(Records from a point labeling set)
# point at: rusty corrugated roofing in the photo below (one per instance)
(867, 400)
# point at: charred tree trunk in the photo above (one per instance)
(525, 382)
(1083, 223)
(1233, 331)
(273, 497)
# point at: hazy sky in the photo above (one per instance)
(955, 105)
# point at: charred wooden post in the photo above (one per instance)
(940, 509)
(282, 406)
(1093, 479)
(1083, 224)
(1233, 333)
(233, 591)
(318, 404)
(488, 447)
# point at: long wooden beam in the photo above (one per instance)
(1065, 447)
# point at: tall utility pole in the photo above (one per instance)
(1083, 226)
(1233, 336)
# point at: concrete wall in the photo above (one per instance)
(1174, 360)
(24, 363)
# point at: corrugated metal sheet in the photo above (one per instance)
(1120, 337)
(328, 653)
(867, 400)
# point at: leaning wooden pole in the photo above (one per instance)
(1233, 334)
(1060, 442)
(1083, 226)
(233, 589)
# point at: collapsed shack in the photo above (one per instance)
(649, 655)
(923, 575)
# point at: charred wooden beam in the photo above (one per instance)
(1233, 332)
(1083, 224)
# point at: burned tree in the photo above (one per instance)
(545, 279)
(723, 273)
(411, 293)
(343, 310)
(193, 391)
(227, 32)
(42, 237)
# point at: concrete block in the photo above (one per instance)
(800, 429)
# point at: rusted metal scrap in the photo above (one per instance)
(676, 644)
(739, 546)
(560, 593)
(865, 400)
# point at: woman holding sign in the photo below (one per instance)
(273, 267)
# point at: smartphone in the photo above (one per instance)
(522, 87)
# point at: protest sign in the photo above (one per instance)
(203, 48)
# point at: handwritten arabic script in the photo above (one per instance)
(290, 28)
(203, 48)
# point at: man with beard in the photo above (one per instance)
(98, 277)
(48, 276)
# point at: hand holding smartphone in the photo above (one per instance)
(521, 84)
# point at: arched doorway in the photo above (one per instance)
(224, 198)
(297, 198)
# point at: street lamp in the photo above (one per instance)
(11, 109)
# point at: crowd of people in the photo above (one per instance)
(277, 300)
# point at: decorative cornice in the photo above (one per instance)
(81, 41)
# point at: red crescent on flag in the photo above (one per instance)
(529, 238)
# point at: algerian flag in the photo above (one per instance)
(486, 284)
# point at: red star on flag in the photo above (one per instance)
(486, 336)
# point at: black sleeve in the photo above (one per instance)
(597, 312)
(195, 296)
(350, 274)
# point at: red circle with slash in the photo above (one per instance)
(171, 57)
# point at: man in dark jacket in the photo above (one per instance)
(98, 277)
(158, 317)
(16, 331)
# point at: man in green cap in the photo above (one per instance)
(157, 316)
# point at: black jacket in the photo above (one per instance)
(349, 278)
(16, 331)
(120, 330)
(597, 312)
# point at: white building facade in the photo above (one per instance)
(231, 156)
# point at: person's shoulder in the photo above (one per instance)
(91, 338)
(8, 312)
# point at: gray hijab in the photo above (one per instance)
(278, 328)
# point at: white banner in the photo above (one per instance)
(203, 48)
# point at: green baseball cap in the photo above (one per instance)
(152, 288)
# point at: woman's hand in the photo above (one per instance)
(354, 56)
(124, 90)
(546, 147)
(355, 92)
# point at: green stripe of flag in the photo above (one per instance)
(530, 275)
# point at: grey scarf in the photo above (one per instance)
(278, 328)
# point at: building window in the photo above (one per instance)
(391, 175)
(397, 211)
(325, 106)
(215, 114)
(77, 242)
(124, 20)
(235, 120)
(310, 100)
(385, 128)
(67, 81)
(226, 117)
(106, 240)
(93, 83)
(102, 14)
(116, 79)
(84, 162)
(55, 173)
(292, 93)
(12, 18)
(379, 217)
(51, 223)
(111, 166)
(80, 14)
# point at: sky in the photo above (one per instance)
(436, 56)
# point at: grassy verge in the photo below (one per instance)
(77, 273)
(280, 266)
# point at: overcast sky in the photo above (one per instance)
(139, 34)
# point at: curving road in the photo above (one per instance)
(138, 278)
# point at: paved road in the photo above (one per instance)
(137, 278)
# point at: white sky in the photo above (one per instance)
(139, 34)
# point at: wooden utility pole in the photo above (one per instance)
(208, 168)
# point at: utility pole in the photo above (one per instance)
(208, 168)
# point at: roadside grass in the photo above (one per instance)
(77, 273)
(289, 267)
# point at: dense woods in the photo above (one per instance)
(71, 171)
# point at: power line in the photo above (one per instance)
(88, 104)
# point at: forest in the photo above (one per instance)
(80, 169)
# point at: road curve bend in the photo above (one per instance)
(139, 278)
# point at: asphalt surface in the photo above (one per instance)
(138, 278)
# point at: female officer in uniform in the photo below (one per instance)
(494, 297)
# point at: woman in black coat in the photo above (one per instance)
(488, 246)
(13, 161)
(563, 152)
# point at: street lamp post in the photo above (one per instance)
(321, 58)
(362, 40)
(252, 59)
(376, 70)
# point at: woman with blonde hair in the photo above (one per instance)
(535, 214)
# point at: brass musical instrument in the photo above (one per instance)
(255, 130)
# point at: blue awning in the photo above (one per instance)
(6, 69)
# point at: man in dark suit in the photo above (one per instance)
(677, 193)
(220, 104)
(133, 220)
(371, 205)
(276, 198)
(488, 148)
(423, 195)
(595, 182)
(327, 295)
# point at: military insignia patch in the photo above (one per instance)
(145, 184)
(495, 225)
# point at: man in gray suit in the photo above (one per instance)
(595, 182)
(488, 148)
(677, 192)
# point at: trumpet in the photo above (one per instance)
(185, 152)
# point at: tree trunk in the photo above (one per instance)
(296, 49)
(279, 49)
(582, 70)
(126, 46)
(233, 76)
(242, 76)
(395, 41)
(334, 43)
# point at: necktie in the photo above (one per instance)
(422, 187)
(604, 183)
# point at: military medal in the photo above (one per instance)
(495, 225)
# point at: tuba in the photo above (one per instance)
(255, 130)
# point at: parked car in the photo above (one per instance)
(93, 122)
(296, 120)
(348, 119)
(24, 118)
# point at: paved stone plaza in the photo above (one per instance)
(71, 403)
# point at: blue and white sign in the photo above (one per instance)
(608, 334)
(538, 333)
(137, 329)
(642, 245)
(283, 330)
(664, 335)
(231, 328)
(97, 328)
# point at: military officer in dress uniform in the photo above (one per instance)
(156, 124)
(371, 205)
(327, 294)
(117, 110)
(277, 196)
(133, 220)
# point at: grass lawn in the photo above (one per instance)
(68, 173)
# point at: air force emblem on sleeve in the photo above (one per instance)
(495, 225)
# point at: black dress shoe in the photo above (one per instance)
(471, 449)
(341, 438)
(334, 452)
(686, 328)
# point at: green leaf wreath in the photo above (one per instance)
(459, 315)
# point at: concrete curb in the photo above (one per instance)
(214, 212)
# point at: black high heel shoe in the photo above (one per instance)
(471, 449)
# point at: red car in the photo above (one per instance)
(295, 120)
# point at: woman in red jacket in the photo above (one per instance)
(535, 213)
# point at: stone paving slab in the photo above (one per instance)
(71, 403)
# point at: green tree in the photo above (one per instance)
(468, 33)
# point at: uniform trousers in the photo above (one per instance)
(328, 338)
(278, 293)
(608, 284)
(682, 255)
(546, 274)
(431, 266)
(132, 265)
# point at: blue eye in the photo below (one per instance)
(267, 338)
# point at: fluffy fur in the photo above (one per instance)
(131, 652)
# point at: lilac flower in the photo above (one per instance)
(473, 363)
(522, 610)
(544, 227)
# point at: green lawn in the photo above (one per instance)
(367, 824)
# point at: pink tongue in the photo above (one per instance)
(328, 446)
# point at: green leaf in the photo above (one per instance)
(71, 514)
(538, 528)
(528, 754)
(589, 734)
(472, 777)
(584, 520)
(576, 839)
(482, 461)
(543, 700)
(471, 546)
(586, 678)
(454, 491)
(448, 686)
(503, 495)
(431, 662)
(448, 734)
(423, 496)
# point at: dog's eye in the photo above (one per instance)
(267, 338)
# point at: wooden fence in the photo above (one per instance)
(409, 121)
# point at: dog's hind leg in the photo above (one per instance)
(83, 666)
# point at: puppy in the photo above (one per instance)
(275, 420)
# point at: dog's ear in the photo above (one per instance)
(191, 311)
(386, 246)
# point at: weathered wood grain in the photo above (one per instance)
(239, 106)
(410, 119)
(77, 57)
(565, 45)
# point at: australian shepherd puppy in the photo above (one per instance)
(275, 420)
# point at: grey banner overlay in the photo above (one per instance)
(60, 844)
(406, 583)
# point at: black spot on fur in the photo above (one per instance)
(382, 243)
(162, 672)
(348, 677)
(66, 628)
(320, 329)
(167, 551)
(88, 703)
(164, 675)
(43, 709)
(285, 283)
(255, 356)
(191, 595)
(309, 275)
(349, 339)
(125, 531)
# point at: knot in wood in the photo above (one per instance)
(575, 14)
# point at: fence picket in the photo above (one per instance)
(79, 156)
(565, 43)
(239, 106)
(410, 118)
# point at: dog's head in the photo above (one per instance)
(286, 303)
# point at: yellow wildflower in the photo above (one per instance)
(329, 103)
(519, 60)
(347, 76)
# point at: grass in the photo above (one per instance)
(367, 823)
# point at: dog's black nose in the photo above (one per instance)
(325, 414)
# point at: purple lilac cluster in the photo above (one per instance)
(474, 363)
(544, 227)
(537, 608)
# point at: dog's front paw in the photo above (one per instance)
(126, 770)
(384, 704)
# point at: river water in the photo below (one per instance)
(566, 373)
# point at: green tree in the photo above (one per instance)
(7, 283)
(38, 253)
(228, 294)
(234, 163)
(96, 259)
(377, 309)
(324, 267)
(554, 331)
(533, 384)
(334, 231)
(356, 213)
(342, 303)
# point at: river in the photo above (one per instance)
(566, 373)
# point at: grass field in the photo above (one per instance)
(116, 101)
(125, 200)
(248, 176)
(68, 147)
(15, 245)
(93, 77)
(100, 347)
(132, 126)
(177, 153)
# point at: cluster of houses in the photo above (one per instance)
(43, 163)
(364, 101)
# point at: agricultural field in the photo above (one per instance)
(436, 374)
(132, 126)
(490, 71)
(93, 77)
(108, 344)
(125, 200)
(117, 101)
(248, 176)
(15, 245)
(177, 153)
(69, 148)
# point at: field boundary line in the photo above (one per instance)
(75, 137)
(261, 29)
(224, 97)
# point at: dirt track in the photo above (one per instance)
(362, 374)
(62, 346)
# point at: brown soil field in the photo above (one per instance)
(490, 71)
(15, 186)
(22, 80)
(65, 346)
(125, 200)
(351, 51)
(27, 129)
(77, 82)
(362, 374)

=== THE TASK ===
Starting from the line with "# point at: river in" and ending with the final line of the data, quote every line exactly, both ends included.

=== TASK SOLUTION ===
# point at: river in the photo above (one per instance)
(566, 373)
# point at: grass field in the photo above (one per instance)
(116, 101)
(125, 200)
(248, 176)
(68, 147)
(15, 245)
(93, 77)
(100, 347)
(132, 126)
(177, 153)
# point at: cluster of houses in the photo above (one per instance)
(43, 163)
(364, 101)
# point at: agricultural field in the photo above (one per instance)
(436, 374)
(132, 126)
(490, 71)
(93, 77)
(108, 344)
(125, 200)
(117, 101)
(248, 176)
(15, 245)
(177, 153)
(69, 148)
# point at: field boundary line in the photo above (one per instance)
(75, 137)
(261, 29)
(224, 97)
# point at: dirt track in the photo above (one per instance)
(362, 374)
(62, 346)
# point at: brown soil field in the photo above (one per instance)
(490, 71)
(15, 186)
(22, 80)
(65, 346)
(125, 200)
(351, 51)
(27, 129)
(77, 82)
(362, 374)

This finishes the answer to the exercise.